### Passage shown

Segment Open

Tuesday, July 31, 2012

Rule #140: Angry is the new Awesome


I have been looking forward to Evan's birthday for months. Not because he is getting older, and cuter :) But because he wanted an Angry Birds party!!! I was so excited! (seriously, you would think it was my party....)

I promptly hopped on the Internet to do some research. This was going to be my very first theme party. Evan has never cared or had much of an opinion before, so I could never talk myself into a theme I wasn't even sure he liked. But THIS year, this year it was different. Evan LOVES angry birds, and he's surprisingly good at it. There are a lot of cute crafty ideas out there on the Internet. I picked ones that looked great, but did not require a lot of effort. :)
Evan informed me a few weeks prior to his birthday that he was gong to have "snaps" I was not planning on snaps, so I had to incorporate them into the theme. The snaps became the eggs that the white birds drop and explode! Perfect. Thanks Em for helping my make these quick and easy.

Segment Closed

### What is being asked
Continue the blog post about planning an Angry Birds birthday party, picking up after its last sentence.

### Excerpted records

Segment Open

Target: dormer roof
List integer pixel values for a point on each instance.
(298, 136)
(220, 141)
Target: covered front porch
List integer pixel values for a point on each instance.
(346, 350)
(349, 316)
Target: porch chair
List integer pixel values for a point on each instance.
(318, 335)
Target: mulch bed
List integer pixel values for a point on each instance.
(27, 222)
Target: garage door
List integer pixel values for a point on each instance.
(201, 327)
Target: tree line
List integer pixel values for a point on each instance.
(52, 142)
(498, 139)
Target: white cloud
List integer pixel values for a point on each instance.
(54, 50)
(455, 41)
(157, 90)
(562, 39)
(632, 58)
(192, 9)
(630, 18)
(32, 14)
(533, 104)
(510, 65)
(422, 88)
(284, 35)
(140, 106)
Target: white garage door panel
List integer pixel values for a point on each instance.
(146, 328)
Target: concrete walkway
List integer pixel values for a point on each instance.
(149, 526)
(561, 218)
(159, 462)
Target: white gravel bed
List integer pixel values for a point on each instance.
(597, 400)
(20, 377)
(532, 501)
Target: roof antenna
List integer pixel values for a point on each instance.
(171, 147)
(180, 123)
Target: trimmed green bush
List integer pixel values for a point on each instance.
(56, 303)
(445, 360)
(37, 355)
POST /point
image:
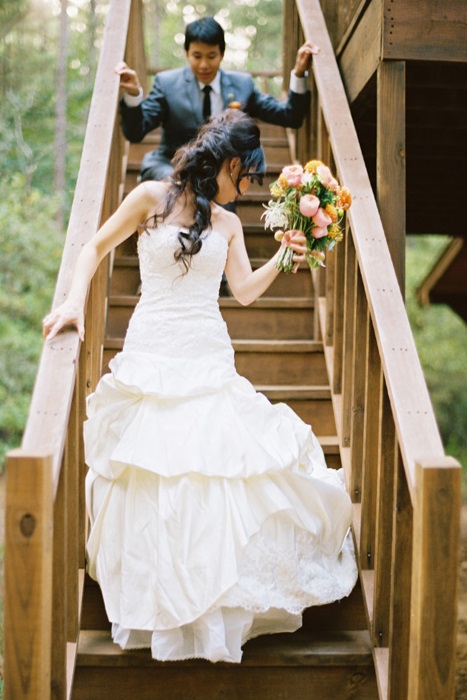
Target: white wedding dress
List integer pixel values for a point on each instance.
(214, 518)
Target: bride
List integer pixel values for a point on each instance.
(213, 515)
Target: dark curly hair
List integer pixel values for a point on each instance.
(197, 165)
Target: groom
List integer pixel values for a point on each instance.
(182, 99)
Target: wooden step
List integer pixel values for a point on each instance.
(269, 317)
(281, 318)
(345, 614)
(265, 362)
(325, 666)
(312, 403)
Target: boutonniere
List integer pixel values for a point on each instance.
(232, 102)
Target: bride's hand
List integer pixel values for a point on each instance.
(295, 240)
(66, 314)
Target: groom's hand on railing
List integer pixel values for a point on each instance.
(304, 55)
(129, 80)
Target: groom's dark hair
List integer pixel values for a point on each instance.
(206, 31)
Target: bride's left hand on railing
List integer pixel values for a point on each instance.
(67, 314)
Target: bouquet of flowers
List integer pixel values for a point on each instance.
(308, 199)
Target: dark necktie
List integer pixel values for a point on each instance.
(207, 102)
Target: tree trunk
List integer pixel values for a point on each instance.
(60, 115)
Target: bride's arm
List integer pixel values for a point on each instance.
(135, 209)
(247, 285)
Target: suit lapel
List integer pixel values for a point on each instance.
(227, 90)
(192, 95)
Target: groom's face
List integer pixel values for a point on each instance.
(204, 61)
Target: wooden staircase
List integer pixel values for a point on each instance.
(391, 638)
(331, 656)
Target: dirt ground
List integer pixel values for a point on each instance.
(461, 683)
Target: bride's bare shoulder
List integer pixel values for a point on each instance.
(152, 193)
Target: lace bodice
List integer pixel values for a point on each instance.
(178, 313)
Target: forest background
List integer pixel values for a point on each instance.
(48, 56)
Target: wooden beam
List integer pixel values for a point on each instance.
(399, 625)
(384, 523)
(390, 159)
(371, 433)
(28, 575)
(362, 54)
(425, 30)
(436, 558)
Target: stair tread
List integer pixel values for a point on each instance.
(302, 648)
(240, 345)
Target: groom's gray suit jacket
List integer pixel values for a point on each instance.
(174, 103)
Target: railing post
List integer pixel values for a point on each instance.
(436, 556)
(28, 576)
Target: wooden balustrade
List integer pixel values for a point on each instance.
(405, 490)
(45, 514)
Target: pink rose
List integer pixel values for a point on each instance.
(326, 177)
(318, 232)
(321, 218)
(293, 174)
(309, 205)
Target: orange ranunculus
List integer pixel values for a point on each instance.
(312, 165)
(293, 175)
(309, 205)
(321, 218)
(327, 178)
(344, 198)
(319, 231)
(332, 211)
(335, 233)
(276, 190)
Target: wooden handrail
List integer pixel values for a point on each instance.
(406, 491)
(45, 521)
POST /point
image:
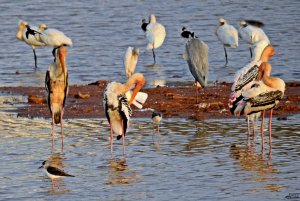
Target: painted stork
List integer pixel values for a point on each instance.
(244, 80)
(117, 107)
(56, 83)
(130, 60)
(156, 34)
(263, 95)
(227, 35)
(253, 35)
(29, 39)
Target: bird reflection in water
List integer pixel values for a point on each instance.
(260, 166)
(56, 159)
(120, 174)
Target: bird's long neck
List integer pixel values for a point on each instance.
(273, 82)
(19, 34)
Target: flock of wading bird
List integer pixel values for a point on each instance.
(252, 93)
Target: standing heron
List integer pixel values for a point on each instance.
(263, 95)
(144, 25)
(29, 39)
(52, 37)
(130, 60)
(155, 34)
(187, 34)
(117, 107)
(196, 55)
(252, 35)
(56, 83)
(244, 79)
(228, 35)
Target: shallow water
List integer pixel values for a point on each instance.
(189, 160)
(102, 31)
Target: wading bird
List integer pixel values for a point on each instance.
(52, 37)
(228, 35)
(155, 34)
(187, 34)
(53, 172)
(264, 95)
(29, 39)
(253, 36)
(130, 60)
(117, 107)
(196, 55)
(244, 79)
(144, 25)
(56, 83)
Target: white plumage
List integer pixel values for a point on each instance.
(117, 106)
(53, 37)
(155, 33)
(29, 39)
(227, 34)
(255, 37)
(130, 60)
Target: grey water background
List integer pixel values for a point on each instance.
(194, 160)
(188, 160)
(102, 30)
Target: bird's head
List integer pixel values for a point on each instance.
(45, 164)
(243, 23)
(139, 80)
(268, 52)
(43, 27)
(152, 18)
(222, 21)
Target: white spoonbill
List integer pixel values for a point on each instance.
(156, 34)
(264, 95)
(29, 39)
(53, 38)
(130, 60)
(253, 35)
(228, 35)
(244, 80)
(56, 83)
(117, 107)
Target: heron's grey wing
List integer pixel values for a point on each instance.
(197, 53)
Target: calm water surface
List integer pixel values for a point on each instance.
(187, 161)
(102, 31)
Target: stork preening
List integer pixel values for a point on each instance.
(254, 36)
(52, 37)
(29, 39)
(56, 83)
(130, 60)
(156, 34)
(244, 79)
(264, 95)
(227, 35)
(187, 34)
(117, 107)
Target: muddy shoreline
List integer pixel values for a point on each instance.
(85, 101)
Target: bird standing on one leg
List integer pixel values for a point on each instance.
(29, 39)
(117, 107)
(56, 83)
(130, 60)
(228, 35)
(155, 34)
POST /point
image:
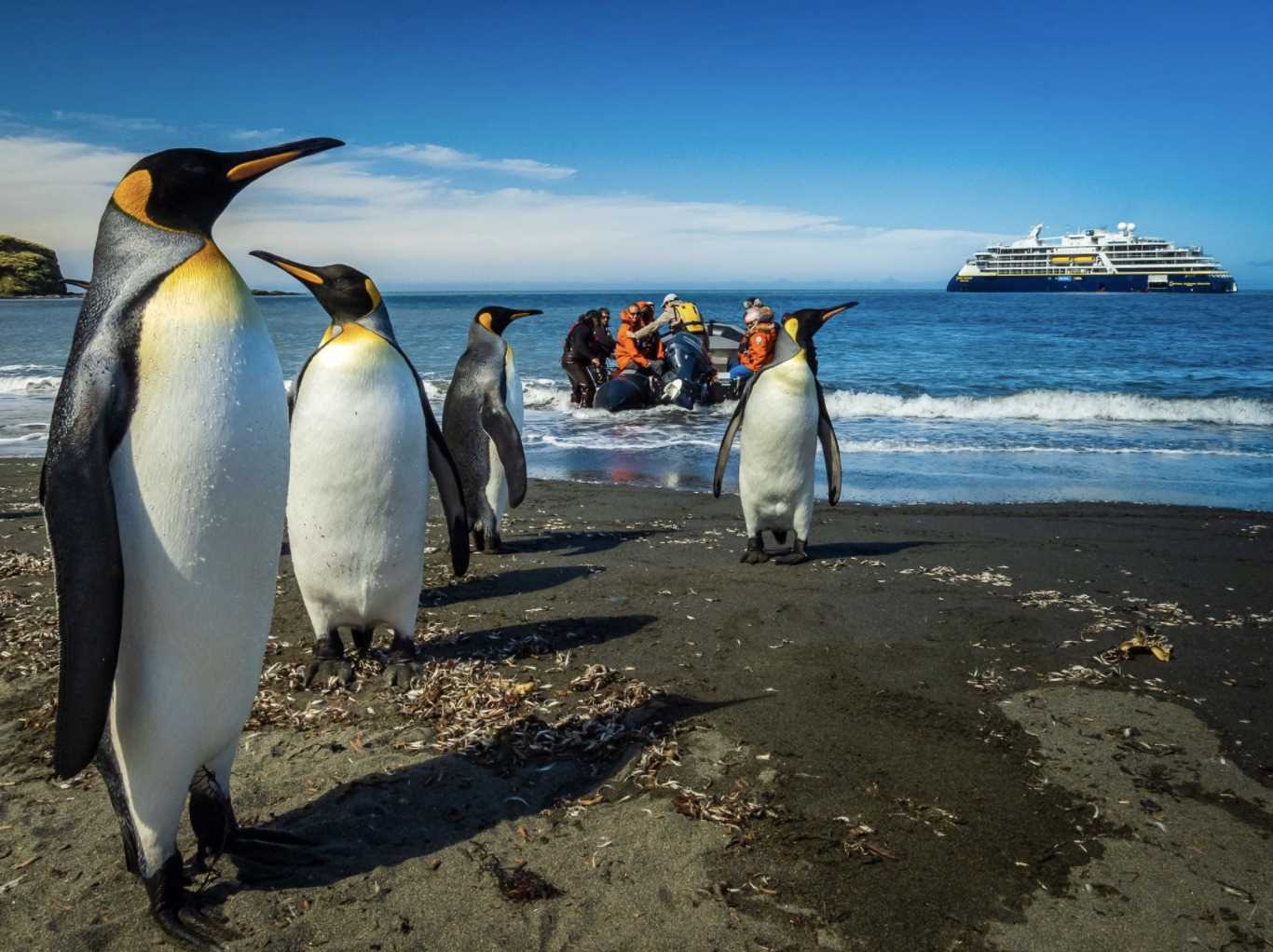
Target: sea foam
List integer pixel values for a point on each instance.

Segment Closed
Segment Open

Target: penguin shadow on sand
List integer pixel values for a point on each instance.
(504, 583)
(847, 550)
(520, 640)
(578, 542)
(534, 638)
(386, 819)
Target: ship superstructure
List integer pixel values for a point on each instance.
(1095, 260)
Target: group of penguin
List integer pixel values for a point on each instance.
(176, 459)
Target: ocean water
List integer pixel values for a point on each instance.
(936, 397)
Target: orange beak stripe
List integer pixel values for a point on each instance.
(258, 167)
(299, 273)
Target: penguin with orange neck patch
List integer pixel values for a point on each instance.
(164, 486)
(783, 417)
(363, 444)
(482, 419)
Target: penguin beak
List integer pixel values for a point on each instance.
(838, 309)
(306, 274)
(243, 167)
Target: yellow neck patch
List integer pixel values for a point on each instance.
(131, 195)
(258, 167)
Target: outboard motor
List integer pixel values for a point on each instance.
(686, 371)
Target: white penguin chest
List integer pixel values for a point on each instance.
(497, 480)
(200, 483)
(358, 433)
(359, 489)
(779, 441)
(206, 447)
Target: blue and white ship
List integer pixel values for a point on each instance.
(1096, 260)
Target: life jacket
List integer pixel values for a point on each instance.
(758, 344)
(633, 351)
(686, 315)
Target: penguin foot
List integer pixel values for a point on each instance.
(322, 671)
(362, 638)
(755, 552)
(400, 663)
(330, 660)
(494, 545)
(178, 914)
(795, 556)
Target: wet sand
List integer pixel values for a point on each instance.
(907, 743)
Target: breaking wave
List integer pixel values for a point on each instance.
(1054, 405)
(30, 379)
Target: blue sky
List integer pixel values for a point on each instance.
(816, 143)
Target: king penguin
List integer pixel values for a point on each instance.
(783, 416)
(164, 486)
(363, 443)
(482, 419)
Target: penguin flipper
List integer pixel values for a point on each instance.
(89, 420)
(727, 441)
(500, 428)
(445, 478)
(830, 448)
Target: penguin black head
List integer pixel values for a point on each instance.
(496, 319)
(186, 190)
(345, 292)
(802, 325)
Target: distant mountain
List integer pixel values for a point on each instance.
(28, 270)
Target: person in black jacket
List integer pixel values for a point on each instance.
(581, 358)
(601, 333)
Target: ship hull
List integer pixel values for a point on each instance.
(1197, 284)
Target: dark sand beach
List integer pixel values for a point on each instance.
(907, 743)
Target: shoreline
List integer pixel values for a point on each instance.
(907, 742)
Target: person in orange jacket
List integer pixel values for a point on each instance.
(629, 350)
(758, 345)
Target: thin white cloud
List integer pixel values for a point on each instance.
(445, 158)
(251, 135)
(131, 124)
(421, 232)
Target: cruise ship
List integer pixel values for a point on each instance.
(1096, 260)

Segment Closed
Segment Open

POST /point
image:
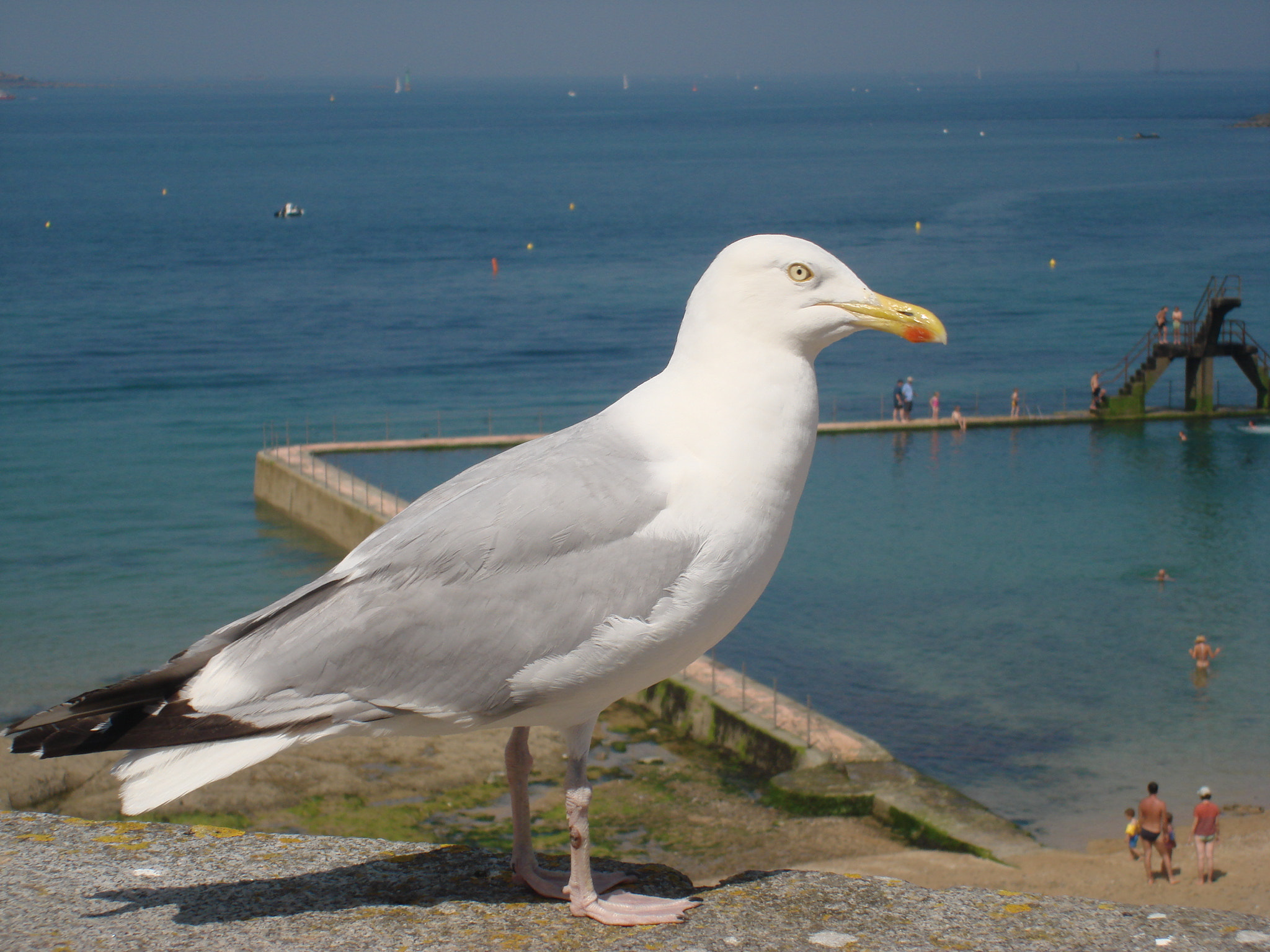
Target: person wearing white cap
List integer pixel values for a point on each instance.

Segment Closed

### Response to the task
Thanks to Steve and Vanae for helping me make these awesome cupcakes!
Alex was totally on board with an Angry Birds party. He thought the idea of a life sized angry birds course was a great idea. Now that it's done, we both agree that it completed the party, but was a lot more work than expected. It was a lot of work because Alex is a stickler for the details. He hand painted the balls to look like angry birds. Complete with tail feathers and the shadows under their eyes. They looked amazing!!! I am so impressed with my husband. Evan loves them! In addition to the balls he folded, and painted boxes to be the wood, stone and glass bricks from the game. The slingshot itself was probably the easiest part to make. It has withstood a lot of abuse and is still standing!

Evan trying out the slingshot the morning of the party
Alex showing off his skills, and his angry face :)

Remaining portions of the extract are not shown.